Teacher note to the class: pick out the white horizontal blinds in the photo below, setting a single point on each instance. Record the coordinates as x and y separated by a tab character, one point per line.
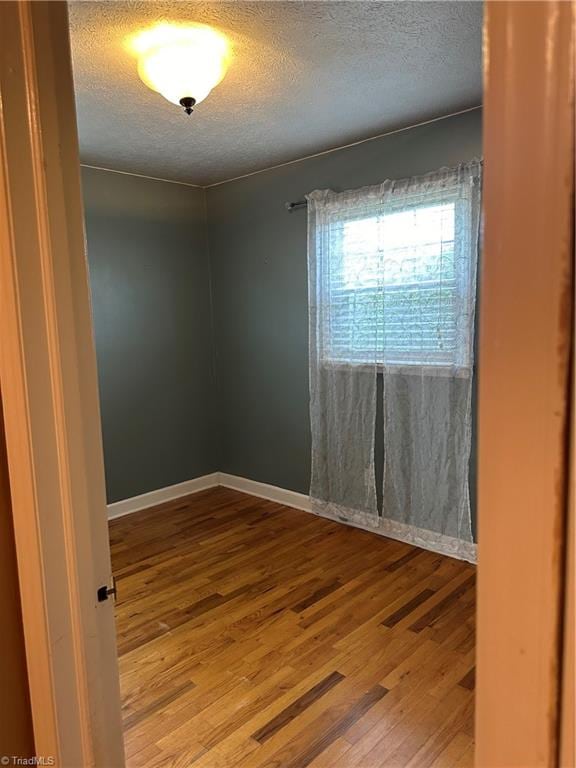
342	397
428	403
392	281
397	287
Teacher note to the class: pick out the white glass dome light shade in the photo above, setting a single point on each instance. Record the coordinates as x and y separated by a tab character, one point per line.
181	61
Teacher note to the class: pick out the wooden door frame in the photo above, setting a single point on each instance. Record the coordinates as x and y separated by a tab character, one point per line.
48	381
525	342
49	392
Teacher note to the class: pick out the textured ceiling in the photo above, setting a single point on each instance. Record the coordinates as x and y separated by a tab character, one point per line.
305	77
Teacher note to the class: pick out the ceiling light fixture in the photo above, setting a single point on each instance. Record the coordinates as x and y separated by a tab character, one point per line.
181	62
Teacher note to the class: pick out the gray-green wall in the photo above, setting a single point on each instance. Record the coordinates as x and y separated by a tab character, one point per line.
150	282
154	274
258	260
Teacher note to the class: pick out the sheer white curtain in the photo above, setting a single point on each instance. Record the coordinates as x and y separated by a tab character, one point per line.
392	287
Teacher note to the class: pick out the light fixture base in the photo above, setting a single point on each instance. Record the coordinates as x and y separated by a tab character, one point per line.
188	102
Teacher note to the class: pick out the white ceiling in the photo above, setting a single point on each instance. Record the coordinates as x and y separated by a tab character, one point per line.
305	77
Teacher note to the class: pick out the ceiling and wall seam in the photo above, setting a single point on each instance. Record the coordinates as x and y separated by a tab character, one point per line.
288	162
142	175
304	77
344	146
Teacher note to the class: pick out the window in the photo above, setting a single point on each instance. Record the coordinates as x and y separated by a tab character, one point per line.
398	281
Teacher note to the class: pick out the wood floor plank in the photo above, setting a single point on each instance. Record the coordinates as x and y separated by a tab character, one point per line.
253	635
298	706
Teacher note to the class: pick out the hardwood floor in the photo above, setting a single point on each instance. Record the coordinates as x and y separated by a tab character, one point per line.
252	635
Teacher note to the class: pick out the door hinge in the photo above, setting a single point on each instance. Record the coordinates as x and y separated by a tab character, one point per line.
104	592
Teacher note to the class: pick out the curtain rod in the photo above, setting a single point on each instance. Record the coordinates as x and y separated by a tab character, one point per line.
296	205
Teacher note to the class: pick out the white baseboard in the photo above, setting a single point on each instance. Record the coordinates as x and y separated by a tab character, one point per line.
137	503
291	499
265	491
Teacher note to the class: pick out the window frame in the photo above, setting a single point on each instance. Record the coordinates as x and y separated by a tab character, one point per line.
461	196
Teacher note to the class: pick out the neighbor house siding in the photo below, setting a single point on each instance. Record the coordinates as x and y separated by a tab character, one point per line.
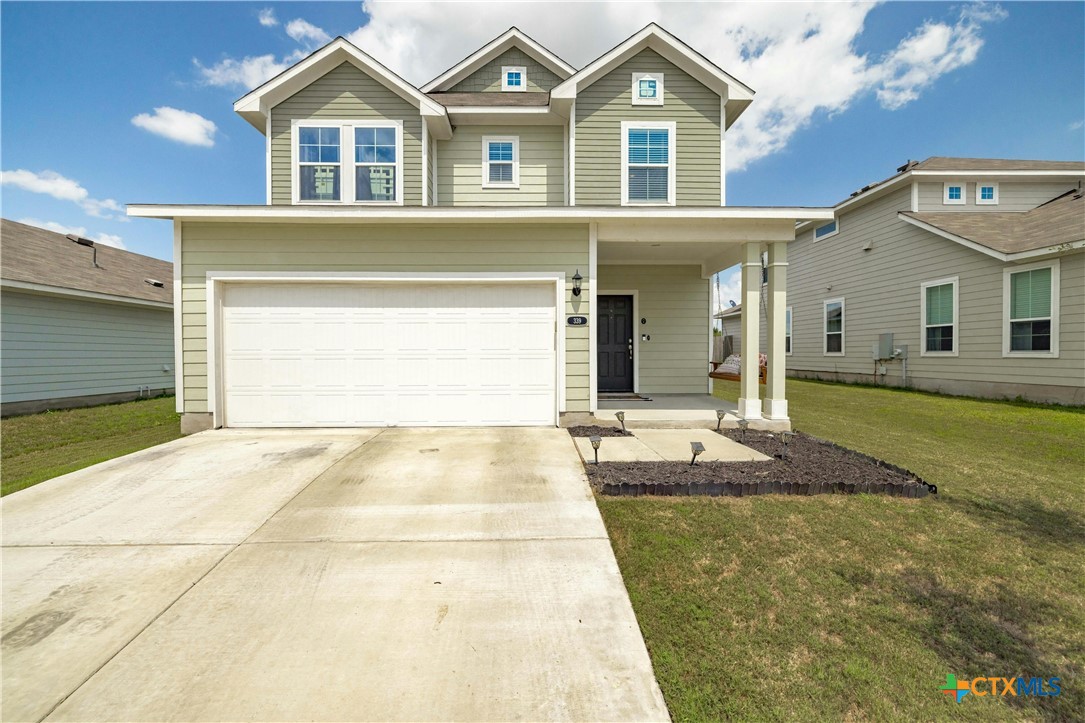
487	78
674	303
345	92
55	347
1012	195
881	288
334	248
541	167
604	104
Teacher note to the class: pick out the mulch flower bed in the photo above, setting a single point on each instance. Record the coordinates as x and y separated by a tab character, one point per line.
812	467
596	430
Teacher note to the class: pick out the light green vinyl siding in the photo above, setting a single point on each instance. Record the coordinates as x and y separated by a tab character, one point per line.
345	92
541	167
54	347
368	248
604	104
487	78
674	303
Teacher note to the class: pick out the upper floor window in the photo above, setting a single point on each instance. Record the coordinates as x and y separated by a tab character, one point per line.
324	151
648	89
319	173
648	168
937	303
953	193
986	194
1032	309
513	77
824	231
500	162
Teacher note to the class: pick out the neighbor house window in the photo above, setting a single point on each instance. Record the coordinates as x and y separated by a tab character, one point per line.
319	170
787	331
834	326
375	164
648	89
500	162
824	231
986	194
1032	309
939	311
953	194
648	169
513	78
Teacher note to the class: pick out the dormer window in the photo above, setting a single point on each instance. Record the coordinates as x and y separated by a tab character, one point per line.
648	89
513	78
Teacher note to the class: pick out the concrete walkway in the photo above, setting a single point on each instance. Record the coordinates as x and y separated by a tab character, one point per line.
397	574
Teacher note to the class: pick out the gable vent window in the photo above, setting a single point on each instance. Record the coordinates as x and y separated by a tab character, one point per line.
513	78
648	89
648	172
319	168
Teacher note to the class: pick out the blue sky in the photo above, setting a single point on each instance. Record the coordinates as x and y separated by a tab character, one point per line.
845	92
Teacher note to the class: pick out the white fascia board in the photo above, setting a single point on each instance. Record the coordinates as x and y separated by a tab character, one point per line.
506	214
1019	256
512	37
78	293
254	105
737	93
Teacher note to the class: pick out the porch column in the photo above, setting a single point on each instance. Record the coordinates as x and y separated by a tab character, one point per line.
749	401
776	402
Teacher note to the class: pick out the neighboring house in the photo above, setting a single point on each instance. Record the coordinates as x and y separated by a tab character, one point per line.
80	324
506	244
975	265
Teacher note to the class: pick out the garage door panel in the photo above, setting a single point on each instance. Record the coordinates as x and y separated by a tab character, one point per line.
361	355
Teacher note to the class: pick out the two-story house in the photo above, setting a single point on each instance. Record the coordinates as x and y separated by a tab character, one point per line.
507	244
975	267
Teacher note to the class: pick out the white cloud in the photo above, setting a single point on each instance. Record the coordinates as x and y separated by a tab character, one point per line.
52	184
267	17
800	58
177	125
105	239
306	33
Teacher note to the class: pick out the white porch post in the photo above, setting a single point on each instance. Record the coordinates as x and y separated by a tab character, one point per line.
776	402
749	401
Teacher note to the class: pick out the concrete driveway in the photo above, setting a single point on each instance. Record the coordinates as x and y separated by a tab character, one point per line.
324	575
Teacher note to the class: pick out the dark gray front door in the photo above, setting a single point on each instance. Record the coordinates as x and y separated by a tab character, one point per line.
615	343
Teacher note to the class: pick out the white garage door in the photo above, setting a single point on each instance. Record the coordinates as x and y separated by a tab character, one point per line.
388	354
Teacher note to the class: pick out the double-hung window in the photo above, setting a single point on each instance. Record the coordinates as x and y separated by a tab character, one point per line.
348	162
648	163
939	309
375	161
500	162
834	327
319	170
1032	309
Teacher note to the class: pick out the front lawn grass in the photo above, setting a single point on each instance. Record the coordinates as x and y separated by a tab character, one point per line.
857	606
38	447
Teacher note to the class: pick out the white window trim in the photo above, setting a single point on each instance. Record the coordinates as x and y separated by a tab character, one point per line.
956	316
1054	265
486	140
825	327
671	126
505	78
946	201
346	160
637	100
790	345
827	236
982	202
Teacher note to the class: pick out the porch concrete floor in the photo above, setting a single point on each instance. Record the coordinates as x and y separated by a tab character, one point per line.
679	411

###

Your assignment
The line containing "Teacher note to the class: pick out the white garage" and every line after it, through the end of the records, should be repeated exactly and alone.

Task solution
Teacher note to the class: pick out the white garage door in the photo above, setting a single point on each instance. Record the coordinates as x and y separated by a tab character, one point per line.
388	354
Teacher note to the class: pick out the double-hung window in the photo above, setting a single point on each instance. Record the coordinates as x and y separated by a tab character, one point per line.
348	162
648	163
939	309
375	161
500	162
834	327
319	170
1032	309
Teacher note to the class: pick out the front lawn grass in the photo above, setting a single point on each instance. Record the coordinates as x and y separated by a tab character, one point per line.
857	606
38	447
Teacher note to the class: pick out the white window trim in the photo above, setting a single point on each instance. Record the coordinates as x and y separated by a tab character, one point per line.
956	316
1054	265
486	140
825	327
671	126
505	78
946	201
346	160
637	100
790	345
827	236
982	202
Teacher note to the class: pick out the porch concrete floor in the photo above, setting a single point on each instance. Record the coordinates as x and y separated by a tab character, one point per line.
679	411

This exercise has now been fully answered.